:: ACTION ITEM ::
Find the line that contains "of the woman". Then set down that line and all the lines after it, to the end of the records, exactly and with nothing added.

Dataset entries
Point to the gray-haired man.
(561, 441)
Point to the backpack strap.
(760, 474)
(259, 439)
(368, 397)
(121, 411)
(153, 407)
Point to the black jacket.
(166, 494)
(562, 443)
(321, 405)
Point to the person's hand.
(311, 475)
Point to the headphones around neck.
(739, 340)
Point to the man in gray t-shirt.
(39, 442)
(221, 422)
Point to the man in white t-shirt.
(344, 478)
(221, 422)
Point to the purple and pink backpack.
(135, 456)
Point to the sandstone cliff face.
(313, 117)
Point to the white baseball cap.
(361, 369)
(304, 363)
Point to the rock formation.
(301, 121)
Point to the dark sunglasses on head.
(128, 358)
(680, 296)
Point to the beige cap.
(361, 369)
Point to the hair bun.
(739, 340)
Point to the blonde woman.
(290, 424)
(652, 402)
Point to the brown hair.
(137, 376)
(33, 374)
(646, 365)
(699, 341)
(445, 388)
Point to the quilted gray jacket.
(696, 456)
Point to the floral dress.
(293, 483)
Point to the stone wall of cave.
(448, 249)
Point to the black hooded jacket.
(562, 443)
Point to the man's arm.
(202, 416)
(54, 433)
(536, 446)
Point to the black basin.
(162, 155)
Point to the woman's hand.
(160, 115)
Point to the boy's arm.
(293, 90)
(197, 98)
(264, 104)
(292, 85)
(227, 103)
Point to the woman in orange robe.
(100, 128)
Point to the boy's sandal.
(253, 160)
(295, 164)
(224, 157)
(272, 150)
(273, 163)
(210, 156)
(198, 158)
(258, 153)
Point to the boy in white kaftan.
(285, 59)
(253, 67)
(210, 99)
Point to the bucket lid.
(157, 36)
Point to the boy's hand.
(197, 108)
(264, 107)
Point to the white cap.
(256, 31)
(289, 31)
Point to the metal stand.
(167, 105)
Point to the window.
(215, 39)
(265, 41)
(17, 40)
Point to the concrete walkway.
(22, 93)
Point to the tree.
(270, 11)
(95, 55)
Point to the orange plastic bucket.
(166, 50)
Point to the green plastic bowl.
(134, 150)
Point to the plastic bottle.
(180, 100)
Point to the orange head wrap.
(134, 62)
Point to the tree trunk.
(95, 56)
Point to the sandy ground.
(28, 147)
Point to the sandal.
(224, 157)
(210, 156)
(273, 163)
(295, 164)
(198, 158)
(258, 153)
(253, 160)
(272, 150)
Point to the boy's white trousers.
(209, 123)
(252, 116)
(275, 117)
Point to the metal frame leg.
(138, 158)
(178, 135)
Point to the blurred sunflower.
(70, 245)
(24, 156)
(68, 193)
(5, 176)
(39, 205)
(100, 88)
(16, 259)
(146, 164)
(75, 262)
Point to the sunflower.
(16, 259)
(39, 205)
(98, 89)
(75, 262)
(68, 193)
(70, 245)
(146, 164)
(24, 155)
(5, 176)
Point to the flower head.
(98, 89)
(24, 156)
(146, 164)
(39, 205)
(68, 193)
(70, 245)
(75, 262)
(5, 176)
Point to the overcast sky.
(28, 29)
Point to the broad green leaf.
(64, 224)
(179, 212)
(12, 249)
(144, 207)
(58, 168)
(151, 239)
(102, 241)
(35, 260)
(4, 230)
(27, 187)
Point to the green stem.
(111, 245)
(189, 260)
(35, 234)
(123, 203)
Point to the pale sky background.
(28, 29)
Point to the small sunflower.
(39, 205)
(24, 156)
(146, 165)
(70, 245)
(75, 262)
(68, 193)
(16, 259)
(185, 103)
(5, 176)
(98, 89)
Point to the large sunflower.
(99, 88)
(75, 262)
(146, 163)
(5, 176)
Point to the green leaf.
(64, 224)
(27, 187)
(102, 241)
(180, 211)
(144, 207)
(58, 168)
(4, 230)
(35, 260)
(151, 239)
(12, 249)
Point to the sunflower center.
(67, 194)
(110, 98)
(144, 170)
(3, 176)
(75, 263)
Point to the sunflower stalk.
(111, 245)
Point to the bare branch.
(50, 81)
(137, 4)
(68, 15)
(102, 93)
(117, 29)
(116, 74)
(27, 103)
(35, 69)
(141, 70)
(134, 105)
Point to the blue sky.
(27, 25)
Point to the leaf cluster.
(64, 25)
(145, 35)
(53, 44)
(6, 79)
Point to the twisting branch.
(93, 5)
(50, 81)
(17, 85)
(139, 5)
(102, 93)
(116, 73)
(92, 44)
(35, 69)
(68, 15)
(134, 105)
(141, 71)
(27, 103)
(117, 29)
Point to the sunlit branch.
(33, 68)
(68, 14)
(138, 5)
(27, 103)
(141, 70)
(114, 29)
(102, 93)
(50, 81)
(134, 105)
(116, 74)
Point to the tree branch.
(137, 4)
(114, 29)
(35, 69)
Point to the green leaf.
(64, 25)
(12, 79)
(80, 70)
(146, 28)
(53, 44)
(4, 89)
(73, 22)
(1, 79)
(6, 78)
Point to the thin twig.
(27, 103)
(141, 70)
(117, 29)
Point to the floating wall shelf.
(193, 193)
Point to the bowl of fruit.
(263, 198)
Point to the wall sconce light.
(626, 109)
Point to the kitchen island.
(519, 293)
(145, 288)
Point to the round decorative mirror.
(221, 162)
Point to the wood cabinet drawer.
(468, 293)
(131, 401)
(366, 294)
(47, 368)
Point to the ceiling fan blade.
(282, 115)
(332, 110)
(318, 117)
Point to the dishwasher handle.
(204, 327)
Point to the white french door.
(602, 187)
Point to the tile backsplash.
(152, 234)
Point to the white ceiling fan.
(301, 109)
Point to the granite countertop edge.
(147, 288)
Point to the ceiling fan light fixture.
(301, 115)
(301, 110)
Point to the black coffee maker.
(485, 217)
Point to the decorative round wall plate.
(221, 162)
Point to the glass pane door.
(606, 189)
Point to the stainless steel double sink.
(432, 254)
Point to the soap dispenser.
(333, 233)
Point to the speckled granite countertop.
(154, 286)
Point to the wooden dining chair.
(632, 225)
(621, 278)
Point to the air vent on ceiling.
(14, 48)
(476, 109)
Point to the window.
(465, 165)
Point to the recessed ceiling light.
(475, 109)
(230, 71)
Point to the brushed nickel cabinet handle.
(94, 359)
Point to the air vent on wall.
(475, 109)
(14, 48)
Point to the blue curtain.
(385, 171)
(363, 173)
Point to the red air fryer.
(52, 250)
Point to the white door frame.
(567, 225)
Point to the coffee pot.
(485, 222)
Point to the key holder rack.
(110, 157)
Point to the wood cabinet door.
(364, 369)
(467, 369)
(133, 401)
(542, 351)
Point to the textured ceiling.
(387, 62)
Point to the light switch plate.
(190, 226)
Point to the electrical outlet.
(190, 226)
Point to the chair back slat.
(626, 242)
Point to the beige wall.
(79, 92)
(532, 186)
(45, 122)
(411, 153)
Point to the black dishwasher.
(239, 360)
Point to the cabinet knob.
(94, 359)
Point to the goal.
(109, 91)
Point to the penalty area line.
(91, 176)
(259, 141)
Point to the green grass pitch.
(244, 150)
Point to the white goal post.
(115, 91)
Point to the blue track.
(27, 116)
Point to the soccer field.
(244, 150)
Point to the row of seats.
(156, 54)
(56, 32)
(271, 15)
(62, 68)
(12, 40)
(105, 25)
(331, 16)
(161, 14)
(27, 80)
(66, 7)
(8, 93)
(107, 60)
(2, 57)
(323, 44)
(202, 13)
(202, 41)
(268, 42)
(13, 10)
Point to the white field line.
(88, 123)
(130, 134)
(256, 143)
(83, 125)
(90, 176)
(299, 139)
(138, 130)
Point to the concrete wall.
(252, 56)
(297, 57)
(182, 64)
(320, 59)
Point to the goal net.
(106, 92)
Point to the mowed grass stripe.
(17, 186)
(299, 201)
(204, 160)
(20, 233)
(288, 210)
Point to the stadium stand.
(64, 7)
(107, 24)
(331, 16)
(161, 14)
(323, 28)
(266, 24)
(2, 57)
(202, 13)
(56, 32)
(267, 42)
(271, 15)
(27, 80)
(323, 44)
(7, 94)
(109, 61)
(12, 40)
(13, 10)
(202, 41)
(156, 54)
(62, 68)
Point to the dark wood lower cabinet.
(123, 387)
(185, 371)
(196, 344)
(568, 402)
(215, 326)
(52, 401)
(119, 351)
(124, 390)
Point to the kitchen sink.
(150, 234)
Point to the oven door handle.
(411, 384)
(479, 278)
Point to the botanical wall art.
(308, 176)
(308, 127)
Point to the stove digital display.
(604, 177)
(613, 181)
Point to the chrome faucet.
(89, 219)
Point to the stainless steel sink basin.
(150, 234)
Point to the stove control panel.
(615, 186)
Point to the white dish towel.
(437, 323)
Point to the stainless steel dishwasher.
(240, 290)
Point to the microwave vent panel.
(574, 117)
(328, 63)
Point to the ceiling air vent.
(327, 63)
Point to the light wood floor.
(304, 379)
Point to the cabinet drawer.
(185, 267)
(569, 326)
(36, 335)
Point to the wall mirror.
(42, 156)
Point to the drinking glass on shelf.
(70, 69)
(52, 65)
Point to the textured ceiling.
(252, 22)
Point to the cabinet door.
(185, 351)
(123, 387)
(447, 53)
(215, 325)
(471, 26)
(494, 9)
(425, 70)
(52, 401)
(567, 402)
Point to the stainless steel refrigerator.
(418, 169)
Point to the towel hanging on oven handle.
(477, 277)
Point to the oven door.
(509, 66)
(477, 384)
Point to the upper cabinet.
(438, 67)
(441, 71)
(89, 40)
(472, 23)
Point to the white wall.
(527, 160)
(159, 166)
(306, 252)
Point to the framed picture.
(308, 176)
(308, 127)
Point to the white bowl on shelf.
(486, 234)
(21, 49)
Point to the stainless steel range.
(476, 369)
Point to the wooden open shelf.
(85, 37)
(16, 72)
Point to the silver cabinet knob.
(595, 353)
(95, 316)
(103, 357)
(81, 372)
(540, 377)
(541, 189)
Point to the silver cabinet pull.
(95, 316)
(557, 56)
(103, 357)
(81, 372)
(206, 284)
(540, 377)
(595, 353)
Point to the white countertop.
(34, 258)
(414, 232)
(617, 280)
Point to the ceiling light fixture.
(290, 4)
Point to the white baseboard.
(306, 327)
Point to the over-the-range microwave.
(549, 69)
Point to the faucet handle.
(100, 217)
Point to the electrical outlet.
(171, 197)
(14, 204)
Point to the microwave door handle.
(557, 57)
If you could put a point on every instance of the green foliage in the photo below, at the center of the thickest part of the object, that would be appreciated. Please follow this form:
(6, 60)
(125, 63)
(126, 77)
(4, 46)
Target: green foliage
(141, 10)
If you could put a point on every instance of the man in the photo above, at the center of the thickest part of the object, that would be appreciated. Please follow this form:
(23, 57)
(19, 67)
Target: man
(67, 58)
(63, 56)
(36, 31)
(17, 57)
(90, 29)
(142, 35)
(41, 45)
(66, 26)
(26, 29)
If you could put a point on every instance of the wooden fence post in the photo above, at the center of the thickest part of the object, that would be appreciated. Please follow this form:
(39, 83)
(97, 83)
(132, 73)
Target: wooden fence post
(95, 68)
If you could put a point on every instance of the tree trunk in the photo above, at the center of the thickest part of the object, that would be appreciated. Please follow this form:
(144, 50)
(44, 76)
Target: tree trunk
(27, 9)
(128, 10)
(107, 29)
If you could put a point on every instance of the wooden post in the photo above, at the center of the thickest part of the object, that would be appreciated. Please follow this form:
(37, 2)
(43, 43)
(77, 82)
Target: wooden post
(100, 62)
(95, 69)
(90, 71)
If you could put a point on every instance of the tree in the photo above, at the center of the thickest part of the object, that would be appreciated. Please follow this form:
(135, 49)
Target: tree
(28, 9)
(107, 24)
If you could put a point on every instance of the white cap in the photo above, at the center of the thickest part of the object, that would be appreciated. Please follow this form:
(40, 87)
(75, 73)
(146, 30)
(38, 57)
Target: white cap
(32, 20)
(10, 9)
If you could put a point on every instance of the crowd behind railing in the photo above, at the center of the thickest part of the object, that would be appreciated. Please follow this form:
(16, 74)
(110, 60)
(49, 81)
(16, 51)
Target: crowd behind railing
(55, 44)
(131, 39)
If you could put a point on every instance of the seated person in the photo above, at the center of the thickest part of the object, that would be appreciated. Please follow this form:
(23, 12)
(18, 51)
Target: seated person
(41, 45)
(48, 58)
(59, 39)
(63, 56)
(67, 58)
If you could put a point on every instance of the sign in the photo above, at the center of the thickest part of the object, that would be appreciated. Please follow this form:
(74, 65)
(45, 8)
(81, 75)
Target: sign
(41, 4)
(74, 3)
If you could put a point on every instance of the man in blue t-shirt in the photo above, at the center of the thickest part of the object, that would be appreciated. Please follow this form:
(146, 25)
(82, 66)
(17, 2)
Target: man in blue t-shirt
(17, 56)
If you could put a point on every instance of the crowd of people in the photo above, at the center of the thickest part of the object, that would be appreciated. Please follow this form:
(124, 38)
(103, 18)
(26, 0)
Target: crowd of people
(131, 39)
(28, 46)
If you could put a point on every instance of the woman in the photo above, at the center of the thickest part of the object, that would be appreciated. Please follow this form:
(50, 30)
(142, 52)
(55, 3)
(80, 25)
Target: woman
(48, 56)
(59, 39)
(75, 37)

:: ANSWER FOR THIS EXERCISE ::
If you could put a point on every instance of the woman in the photo above, at the center of the thickest part of the object, that would be appreciated. Please follow this form:
(50, 30)
(142, 52)
(55, 3)
(80, 25)
Target: woman
(48, 56)
(59, 39)
(75, 37)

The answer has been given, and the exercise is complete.